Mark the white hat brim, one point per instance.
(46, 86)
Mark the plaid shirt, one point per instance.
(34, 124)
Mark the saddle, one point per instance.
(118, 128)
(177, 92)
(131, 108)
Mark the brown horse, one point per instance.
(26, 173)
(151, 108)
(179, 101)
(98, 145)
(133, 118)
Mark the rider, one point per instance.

---

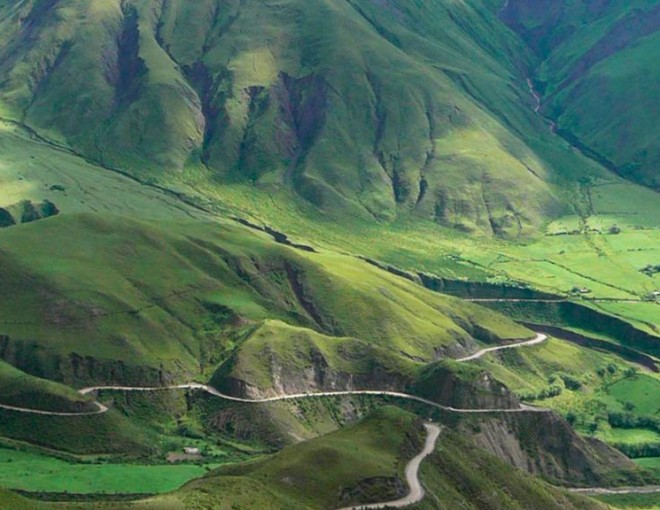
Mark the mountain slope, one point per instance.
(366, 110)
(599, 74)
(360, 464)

> _TASK BRIEF_:
Return every line of the records above that contains the string "point".

> _THE SOLUTION_:
Mark the white hat brim, one point per instance.
Mark the plaid shirt, one point per instance.
Mark the saddle, one point per instance.
Mark the brown horse, one point per instance.
Mark the rider, one point per instance.
Mark the mountain slope, one point per instance.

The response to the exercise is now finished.